WRITTEN PROBLEM → In the records, starting at the line containing "Every instance of the dried" and ending at the end of the records, change "photo" to "image" and give those lines again with nothing else altered. Leave the pictures out of your answer.
------------------------------------------------------------
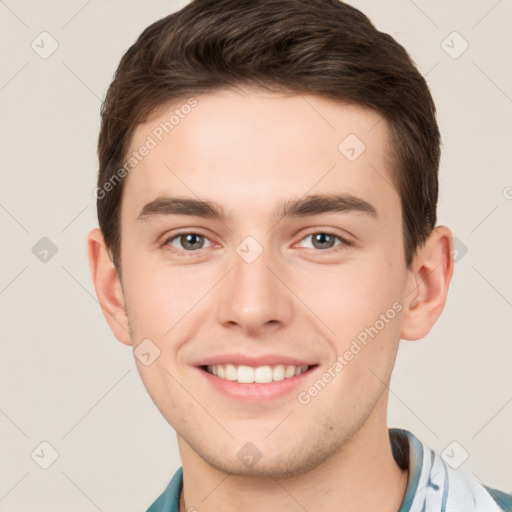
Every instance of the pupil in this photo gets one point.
(189, 241)
(322, 239)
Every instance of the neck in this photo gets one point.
(362, 475)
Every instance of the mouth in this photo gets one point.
(260, 374)
(256, 384)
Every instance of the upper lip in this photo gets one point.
(263, 360)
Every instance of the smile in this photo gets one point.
(260, 374)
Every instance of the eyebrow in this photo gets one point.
(302, 207)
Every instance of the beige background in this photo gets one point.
(64, 379)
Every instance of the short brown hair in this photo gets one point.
(321, 47)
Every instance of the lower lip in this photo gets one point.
(257, 392)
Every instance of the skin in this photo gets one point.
(249, 151)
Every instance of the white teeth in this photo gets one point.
(263, 374)
(260, 374)
(289, 372)
(231, 372)
(245, 374)
(278, 372)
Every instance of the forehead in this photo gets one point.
(248, 149)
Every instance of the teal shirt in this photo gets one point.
(433, 486)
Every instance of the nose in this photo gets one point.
(253, 297)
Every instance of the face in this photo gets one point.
(264, 275)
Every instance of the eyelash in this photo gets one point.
(344, 241)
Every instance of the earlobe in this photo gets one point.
(430, 277)
(108, 286)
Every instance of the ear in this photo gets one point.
(108, 286)
(429, 279)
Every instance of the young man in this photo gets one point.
(267, 205)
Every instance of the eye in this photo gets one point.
(189, 242)
(324, 240)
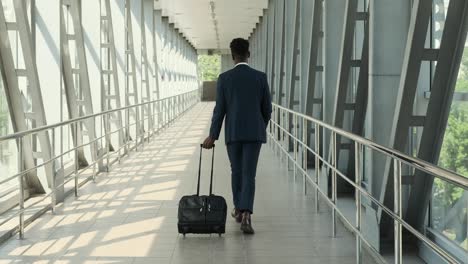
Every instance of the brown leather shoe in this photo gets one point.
(236, 214)
(246, 224)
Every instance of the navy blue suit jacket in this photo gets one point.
(243, 97)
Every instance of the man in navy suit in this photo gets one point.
(243, 97)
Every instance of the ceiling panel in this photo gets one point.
(212, 24)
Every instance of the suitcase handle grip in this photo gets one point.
(199, 171)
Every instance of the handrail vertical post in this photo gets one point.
(53, 196)
(333, 185)
(118, 154)
(127, 131)
(358, 179)
(304, 153)
(317, 165)
(296, 135)
(107, 138)
(95, 162)
(397, 208)
(21, 187)
(75, 128)
(137, 124)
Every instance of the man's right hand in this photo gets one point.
(208, 143)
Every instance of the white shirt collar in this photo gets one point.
(242, 63)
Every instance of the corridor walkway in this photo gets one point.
(130, 214)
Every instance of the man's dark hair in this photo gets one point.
(240, 48)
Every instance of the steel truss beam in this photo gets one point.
(110, 91)
(293, 77)
(146, 111)
(433, 124)
(438, 110)
(271, 50)
(131, 88)
(279, 69)
(76, 78)
(347, 63)
(25, 116)
(156, 92)
(314, 68)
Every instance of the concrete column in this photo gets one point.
(389, 22)
(334, 13)
(47, 43)
(388, 29)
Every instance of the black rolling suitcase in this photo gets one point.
(202, 214)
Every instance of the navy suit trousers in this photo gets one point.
(244, 158)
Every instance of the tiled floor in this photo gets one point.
(130, 214)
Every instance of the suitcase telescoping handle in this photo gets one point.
(199, 171)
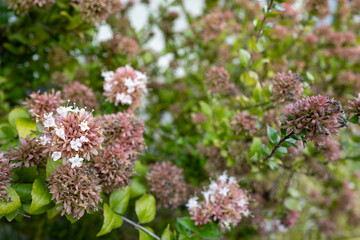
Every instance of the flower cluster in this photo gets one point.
(21, 6)
(166, 182)
(80, 94)
(114, 167)
(5, 176)
(94, 11)
(218, 81)
(223, 201)
(122, 45)
(125, 86)
(76, 190)
(31, 152)
(123, 131)
(316, 117)
(39, 104)
(287, 87)
(72, 134)
(244, 122)
(353, 107)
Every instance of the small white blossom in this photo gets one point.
(56, 156)
(192, 203)
(83, 126)
(76, 161)
(44, 139)
(123, 98)
(76, 144)
(60, 132)
(224, 191)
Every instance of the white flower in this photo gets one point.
(242, 203)
(60, 132)
(107, 87)
(76, 144)
(123, 98)
(108, 76)
(56, 156)
(223, 178)
(207, 195)
(44, 139)
(84, 139)
(83, 126)
(192, 203)
(76, 161)
(50, 121)
(224, 191)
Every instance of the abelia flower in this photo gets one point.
(76, 190)
(39, 104)
(5, 176)
(123, 129)
(74, 133)
(80, 94)
(316, 117)
(115, 168)
(125, 86)
(30, 152)
(223, 201)
(218, 81)
(245, 123)
(287, 87)
(166, 181)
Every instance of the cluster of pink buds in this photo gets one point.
(72, 135)
(125, 86)
(223, 201)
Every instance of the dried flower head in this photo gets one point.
(218, 81)
(316, 117)
(30, 153)
(76, 190)
(21, 6)
(287, 87)
(39, 104)
(166, 181)
(5, 177)
(123, 129)
(331, 149)
(73, 133)
(125, 86)
(80, 94)
(114, 168)
(245, 123)
(122, 45)
(223, 201)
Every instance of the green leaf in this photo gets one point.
(187, 223)
(12, 215)
(40, 195)
(119, 200)
(354, 119)
(111, 221)
(24, 126)
(17, 113)
(210, 231)
(23, 190)
(272, 135)
(166, 235)
(144, 236)
(12, 205)
(244, 58)
(145, 208)
(137, 188)
(51, 166)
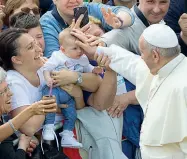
------------------------------------------------------------
TASK RESULT →
Every instance of the dried flower head in this image gets one point.
(218, 81)
(316, 117)
(30, 153)
(76, 190)
(21, 6)
(287, 87)
(39, 104)
(166, 181)
(5, 177)
(123, 129)
(331, 149)
(73, 133)
(125, 86)
(80, 94)
(114, 168)
(245, 123)
(122, 45)
(223, 201)
Every instance of the green leaf in this image gets one point.
(187, 223)
(12, 215)
(40, 195)
(119, 200)
(354, 119)
(111, 221)
(24, 126)
(17, 113)
(210, 231)
(23, 190)
(272, 135)
(166, 235)
(144, 236)
(12, 205)
(244, 58)
(145, 208)
(137, 188)
(51, 166)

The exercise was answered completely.